--- BRIEF 1 ---
Turn the rows starting at the row that contains "the vertical wood" and ending at the row that contains "x=131, y=102" into a Markdown table with the columns Number and Content, giving each row's number and its words and leaving out blank rows.

--- SELECTED PASSAGE ---
Do me a favor: tell me right now the last time you sent a FAX (60A: [Email alternative]). If I’m right, the last time I sent a fax was in 2011, when I had to apply for a media credential to cover a football game in San Diego. If there’s a more recent instance of me sending a fax that I eventually remember, I’ll let you know ASAP. Probably my favorite fill today was AU NATUREL, a word that I had mistakenly thought was spelled “au natural” for years before realizing the error of my ways a while back (11D: [Naked]). No, rectifying that was not the reason why I was convinced to take French lessons over the Internet recently, trust me! Loved the little trivia-like cluing to IODINE (15A: [Element the body needs, but cannot make]). Did there need to be a question mark for the clue to PRISON (4A: [Place where cell phones aren’t allowed?])? I know there’s the play on words with “cell” and its alternate meaning, but the dynamic of the clue/entry wouldn’t have changed without the question mark. At least that’s in my opinion. There was some crosswordese stacked on top of each other, with AERIE (37A: [Where eagles care?]) on top of RENE (43A: [Russo of “Tin Cup”]). The clue to SIGH is somewhat questionable, though some guys, who were to swoon over women (or other guys), probably wouldn’t sigh as much as they would let out some grotesque grunts and/or say something bordering on sexist (52D: [“Isn’t he adorable?!]). But, that’s not any of the guys that I know, and I know it’s not any of the men here who read this blog. OK, I’m going off on a little tangent, so let me rein myself in and get to the next part of the blog…
“Sports will make you smarter” moment of the day: LEAGUE (51D: [American, for one]) – In baseball vernacular, the American LEAGUE is also called The Junior Circuit. Why? Because the American League became part of Major League Baseball in 1901, which was 25 years after the founding of the National League, or the Senior Circuit, in 1876.
Thank you so much once again, and I’ll see you tomorrow!
Kurt Krauss’s LA Times crossword – Gareth’s summary
This is a similar theme to Neville’s Tuesday NYT. Here, various short company names are the bread in each theme answer sandwich. This summed up as PARTEDCOMPANY. The large number of possibilities spurred Mr. Krauss to go for a seven part theme. This is mostly well-contained, but the double stacking leads to some inevitible wincing.
The theme answers. First up, TRANE is hidden in TRIPLANE. I’ve never heard of TRANE, but if they employed 29,000 people, they should be notable! The retailer SEARS is bookending SEATCOVERS. A FOOTBOARD conceals FORD; VISA is spelt out in VICEVERSA. The bottom pair is clothier HANES in HANDSHAKES and tech company DELL outlining DEADBALL.
The area with a concentrated amount of theme squares is restricted, balancing out the more open sides in the top-left and bottom-right which are relatively theme-free. Nobody is happy to see an NLER/ESTE corner, but as noted, this could have been much, much worse given the constraints.
For all you palindrome fans, does everyone already know this one?
Why did the owl fall silent one sweltering summer night?
Because it was (3, 3, 2, 4).
This is what I actually wanted to post. The usual French word for lightning is “la foudre”, but I guess “un eclair” is used metaphorically for a flash that lights up the sky.
And my favorite phrase using it is “Coup de Foudre” which is a stroke of lightening but refers to falling in love at first sight, like you’ve been hit. Those French!

--- DATA TO USE ---
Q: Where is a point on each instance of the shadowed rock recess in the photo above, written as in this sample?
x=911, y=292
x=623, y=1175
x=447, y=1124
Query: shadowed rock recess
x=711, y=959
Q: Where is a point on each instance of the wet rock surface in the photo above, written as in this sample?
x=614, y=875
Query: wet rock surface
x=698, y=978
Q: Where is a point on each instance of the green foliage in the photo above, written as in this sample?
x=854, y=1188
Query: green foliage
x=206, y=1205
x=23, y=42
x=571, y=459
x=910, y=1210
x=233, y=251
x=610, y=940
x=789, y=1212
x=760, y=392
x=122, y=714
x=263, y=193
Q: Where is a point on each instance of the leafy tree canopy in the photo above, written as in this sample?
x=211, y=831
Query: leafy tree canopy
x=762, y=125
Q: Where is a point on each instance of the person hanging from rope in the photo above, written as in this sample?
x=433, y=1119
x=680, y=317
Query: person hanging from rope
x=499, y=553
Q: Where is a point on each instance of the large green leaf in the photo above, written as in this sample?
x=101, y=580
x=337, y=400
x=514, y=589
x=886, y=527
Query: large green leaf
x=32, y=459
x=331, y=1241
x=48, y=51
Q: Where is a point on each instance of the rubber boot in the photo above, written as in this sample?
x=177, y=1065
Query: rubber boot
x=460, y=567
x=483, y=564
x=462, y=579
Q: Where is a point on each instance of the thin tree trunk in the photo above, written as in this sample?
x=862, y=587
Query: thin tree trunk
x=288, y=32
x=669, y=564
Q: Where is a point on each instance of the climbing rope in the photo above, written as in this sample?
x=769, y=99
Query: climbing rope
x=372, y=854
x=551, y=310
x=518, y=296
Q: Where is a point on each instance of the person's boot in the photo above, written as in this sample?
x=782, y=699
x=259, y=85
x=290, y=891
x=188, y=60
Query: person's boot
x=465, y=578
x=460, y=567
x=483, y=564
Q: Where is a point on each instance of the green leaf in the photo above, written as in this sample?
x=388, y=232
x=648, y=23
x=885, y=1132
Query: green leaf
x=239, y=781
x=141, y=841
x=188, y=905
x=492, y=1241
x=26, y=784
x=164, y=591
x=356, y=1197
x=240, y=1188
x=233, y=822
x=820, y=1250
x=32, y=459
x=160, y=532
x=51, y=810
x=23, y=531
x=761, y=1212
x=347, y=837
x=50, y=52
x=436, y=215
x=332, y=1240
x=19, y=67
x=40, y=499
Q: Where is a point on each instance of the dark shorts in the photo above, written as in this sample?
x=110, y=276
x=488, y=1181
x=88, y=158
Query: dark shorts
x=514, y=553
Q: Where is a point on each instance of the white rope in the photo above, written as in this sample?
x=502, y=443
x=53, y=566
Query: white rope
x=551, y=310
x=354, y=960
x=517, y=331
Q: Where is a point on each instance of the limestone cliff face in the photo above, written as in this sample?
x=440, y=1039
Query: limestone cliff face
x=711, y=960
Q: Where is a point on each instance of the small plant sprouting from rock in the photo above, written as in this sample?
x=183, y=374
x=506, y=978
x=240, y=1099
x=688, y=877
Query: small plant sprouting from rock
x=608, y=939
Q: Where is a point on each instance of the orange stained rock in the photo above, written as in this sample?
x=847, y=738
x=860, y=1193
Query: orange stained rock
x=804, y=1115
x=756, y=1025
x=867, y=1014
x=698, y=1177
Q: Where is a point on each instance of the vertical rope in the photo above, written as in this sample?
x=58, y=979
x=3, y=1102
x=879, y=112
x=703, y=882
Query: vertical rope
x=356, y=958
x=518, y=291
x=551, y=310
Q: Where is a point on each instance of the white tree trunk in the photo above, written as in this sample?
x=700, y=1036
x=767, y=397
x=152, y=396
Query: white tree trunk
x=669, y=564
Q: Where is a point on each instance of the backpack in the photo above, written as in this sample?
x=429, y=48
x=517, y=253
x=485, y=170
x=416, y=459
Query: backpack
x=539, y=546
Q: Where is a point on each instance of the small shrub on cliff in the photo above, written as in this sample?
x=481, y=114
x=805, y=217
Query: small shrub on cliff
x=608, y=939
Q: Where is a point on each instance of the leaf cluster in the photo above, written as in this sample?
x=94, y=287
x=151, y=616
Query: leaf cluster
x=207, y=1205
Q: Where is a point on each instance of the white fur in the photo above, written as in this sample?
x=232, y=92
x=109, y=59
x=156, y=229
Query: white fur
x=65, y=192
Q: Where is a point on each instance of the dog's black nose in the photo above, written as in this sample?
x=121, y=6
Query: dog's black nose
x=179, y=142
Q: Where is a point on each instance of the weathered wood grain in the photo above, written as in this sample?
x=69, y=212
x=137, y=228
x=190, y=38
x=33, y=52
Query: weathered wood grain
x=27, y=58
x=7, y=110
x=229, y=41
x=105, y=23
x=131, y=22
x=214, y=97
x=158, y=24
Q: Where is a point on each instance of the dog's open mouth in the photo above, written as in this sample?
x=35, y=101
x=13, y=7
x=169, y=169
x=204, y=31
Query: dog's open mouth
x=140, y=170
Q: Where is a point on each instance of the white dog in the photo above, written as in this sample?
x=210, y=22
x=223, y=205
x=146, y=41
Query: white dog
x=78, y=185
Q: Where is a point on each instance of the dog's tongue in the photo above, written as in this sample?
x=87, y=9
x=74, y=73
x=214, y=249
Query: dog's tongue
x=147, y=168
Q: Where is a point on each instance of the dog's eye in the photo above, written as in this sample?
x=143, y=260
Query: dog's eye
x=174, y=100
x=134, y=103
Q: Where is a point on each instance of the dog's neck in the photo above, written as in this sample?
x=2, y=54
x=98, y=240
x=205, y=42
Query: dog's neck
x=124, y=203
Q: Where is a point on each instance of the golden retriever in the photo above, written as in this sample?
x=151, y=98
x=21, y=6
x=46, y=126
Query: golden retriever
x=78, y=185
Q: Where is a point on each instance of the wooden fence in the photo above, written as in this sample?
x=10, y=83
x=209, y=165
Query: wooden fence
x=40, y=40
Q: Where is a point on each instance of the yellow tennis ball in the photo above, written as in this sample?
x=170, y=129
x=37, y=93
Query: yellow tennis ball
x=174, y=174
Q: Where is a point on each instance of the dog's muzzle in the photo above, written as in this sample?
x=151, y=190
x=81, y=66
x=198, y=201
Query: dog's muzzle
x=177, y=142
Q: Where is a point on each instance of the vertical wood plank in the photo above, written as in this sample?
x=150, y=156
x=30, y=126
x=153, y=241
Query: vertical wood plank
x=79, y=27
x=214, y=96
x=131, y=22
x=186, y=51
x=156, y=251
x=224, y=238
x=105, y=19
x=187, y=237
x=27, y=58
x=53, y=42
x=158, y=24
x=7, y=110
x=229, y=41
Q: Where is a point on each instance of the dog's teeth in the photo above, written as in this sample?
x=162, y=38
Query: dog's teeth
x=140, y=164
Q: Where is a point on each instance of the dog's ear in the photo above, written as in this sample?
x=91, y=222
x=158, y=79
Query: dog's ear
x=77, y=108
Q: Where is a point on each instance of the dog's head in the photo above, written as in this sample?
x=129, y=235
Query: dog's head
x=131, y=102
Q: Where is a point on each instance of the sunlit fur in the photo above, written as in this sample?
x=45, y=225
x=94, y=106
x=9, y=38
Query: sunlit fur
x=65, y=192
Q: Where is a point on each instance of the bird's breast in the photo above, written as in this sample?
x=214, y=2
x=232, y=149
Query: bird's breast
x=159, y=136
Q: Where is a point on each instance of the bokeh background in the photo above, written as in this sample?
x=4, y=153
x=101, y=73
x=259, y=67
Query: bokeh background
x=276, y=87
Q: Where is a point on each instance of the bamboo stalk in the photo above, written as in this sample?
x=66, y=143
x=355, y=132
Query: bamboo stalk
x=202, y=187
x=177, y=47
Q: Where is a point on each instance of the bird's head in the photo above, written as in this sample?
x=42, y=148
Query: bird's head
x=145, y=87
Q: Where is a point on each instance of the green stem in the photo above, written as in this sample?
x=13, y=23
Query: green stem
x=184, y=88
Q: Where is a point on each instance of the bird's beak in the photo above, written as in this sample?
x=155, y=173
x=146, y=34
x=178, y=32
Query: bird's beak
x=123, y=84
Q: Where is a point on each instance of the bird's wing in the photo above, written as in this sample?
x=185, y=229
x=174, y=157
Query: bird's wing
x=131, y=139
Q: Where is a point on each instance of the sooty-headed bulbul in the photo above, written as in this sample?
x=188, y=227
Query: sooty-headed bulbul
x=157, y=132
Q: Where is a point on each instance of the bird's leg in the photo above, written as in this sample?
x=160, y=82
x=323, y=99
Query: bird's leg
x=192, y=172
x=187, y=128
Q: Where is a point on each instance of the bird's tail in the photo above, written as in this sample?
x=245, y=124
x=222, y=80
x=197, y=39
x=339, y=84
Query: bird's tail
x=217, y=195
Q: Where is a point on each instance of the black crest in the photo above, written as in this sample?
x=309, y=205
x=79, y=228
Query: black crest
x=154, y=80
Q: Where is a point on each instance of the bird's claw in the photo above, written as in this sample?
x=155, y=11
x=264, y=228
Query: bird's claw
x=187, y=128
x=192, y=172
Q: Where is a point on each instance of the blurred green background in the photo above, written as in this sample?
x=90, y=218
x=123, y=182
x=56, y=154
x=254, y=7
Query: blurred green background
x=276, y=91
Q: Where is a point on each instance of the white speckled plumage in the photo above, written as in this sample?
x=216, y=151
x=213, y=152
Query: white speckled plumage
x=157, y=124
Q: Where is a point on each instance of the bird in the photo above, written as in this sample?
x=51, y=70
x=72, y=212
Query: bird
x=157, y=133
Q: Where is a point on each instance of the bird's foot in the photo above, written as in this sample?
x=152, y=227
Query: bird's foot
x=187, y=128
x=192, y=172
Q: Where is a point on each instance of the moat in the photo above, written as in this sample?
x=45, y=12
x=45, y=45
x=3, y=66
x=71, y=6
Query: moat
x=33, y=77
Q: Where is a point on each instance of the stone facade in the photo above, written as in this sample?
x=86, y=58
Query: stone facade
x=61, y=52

--- BRIEF 2 ---
Copy the passage of the crossword write-up starting at "This is what" and ending at "hit. Those French!" word for word.

--- FULL SOLUTION 1 ---
| Number | Content |
|---|---|
| 1 | Q: Where is a point on each instance of the vertical wood plank in the photo above, written as in this sample? |
| 2 | x=150, y=156 |
| 3 | x=30, y=126 |
| 4 | x=153, y=241 |
| 5 | Query: vertical wood plank |
| 6 | x=79, y=27 |
| 7 | x=214, y=96 |
| 8 | x=131, y=22 |
| 9 | x=186, y=51 |
| 10 | x=156, y=251 |
| 11 | x=224, y=238 |
| 12 | x=105, y=19 |
| 13 | x=187, y=237 |
| 14 | x=27, y=58 |
| 15 | x=53, y=42 |
| 16 | x=158, y=24 |
| 17 | x=7, y=110 |
| 18 | x=229, y=41 |
| 19 | Q: Where is a point on each instance of the dog's teeth in the photo above, written as in this sample? |
| 20 | x=162, y=38 |
| 21 | Query: dog's teeth |
| 22 | x=140, y=164 |
| 23 | Q: Where is a point on each instance of the dog's ear in the photo above, written as in this sample? |
| 24 | x=91, y=222 |
| 25 | x=158, y=79 |
| 26 | Query: dog's ear |
| 27 | x=77, y=108 |
| 28 | Q: Where is a point on each instance of the dog's head in the photo above, written as in this sample? |
| 29 | x=129, y=235 |
| 30 | Query: dog's head |
| 31 | x=131, y=102 |

--- FULL SOLUTION 2 ---
This is what I actually wanted to post. The usual French word for lightning is “la foudre”, but I guess “un eclair” is used metaphorically for a flash that lights up the sky.
And my favorite phrase using it is “Coup de Foudre” which is a stroke of lightening but refers to falling in love at first sight, like you’ve been hit. Those French!